* Start *

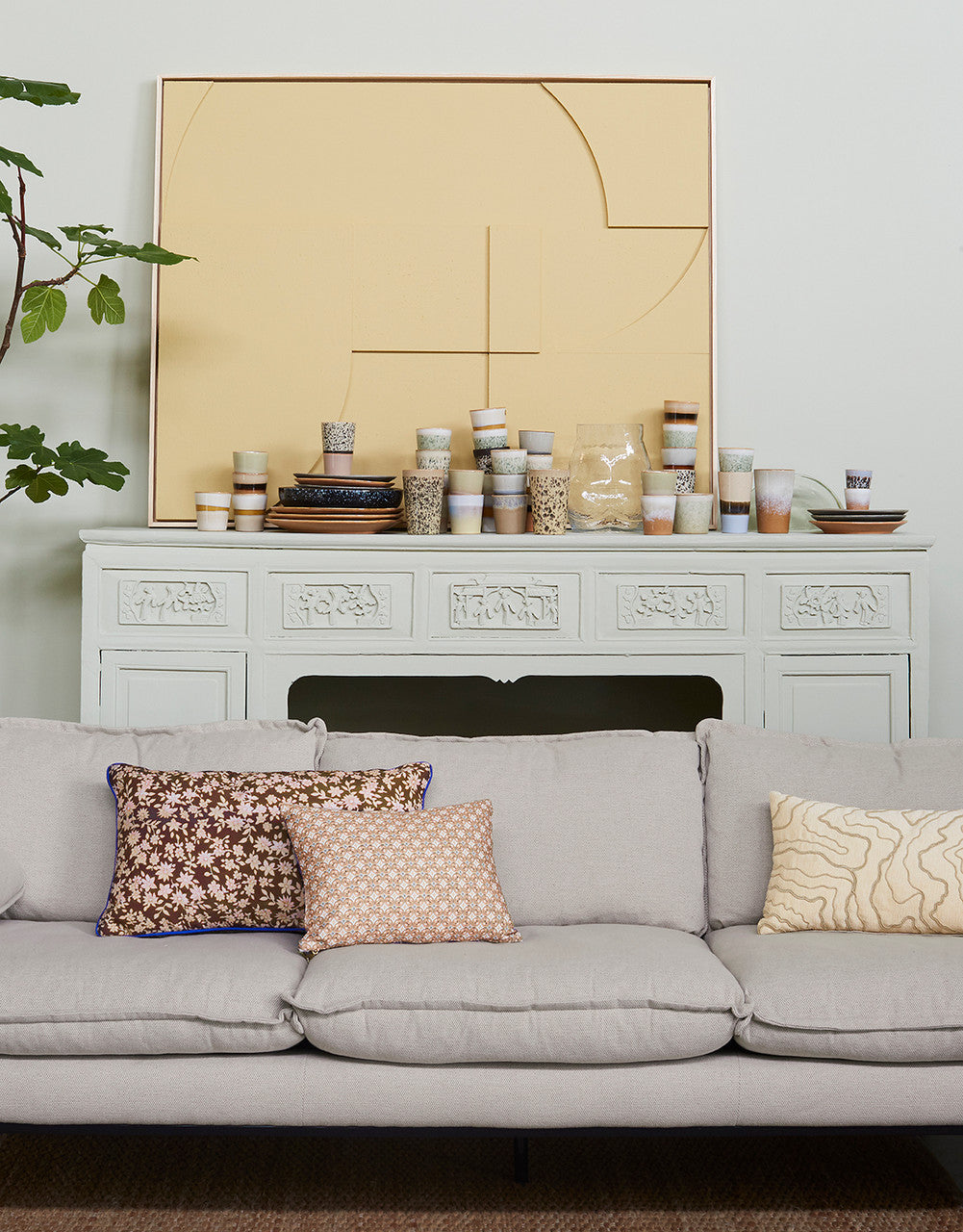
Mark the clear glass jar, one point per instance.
(605, 485)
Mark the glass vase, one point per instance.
(605, 489)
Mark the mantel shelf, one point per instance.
(594, 541)
(808, 632)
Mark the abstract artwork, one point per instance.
(396, 251)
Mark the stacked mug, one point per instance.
(250, 489)
(509, 491)
(735, 488)
(680, 432)
(338, 441)
(435, 453)
(466, 500)
(489, 431)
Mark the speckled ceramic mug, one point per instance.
(423, 494)
(549, 501)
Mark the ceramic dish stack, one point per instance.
(857, 522)
(357, 504)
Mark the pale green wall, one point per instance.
(840, 249)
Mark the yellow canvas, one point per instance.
(399, 251)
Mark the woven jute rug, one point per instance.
(605, 1184)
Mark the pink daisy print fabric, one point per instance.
(205, 852)
(372, 879)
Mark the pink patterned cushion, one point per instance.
(197, 853)
(382, 878)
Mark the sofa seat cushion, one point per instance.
(64, 990)
(574, 994)
(580, 821)
(848, 995)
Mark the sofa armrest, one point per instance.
(12, 880)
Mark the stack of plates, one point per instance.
(359, 504)
(857, 522)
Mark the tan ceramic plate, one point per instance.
(329, 511)
(345, 480)
(334, 525)
(854, 527)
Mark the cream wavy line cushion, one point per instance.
(863, 870)
(383, 878)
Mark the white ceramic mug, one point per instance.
(212, 509)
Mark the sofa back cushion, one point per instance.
(57, 813)
(742, 765)
(592, 828)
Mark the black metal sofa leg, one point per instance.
(521, 1160)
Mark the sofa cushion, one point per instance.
(198, 852)
(12, 880)
(742, 765)
(863, 870)
(600, 827)
(848, 995)
(392, 878)
(57, 812)
(64, 990)
(576, 994)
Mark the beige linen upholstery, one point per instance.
(576, 994)
(865, 871)
(12, 880)
(57, 812)
(849, 995)
(586, 828)
(65, 990)
(306, 1087)
(742, 766)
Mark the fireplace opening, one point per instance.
(532, 705)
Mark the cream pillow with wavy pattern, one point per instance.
(860, 870)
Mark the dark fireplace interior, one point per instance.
(530, 706)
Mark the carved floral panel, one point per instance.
(672, 607)
(826, 606)
(504, 605)
(172, 603)
(338, 605)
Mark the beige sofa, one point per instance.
(636, 866)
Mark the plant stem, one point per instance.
(20, 239)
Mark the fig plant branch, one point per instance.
(42, 302)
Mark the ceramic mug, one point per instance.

* End *

#### Instruction:
Print the material above word for word, from start to finish, omitting the pictures.

#### Response:
Mark the clear glass jar, one point per instance.
(605, 485)
Mark the glass vase, one point per instance.
(605, 489)
Mark the mantel shelf, one point per instance.
(594, 541)
(808, 632)
Mark the abstract artwork, one point per instance.
(396, 251)
Mark the stacked mug, one point per instance.
(250, 489)
(509, 491)
(735, 488)
(680, 432)
(338, 441)
(435, 453)
(466, 500)
(489, 431)
Mark the speckled ceramic mug, one point per instance.
(423, 494)
(549, 501)
Mark the ceramic dish stack, one point per instance.
(857, 522)
(357, 504)
Mark the pale green wall, one point per instance.
(840, 249)
Mark the yellow canvas, one point per instance.
(399, 251)
Mark the woven jute rug, one point per instance.
(605, 1184)
Mark the pink daisy print fabric, one point per instance.
(205, 852)
(372, 879)
Mark the pink patterned cushion, one point per instance.
(197, 853)
(382, 878)
Mark the sofa seat cushion, one point per instance.
(64, 990)
(574, 994)
(580, 821)
(848, 995)
Mark the sofa armrest, one point per instance.
(12, 880)
Mark the stack of plates, one point per instance.
(359, 504)
(857, 522)
Mark the tan ceramic plate, one point per instance.
(329, 511)
(345, 480)
(334, 525)
(854, 527)
Mark the cream wavy line cushion, one point per instance.
(863, 870)
(383, 878)
Mark the white ceramic mug, one point per instance.
(212, 509)
Mark the sofa back cushion, one point per instance.
(57, 813)
(742, 765)
(592, 828)
Mark the black metal sofa leg, one point per instance.
(521, 1160)
Mark the sofa cushion, one point per instance.
(198, 852)
(12, 880)
(742, 765)
(863, 870)
(600, 827)
(848, 995)
(392, 878)
(57, 812)
(64, 990)
(576, 994)
Mark the beige linen upholstery, one point per instance.
(576, 994)
(865, 871)
(12, 880)
(57, 812)
(849, 995)
(586, 828)
(65, 990)
(306, 1087)
(742, 766)
Mark the fireplace opening, one point per instance.
(532, 705)
Mark the cream pillow with wavy pattern, one point per instance.
(860, 870)
Mark the dark fireplace interior, one point per instance.
(530, 706)
Mark the carved floral panel, one point per instance.
(672, 607)
(826, 606)
(504, 605)
(172, 603)
(338, 605)
Mark the beige sofa, one point per instance.
(636, 866)
Mark the plant stem, one point per instance.
(20, 239)
Mark the fig plant branch, one point per instance.
(42, 302)
Mark the ceramic mug, one point per instance.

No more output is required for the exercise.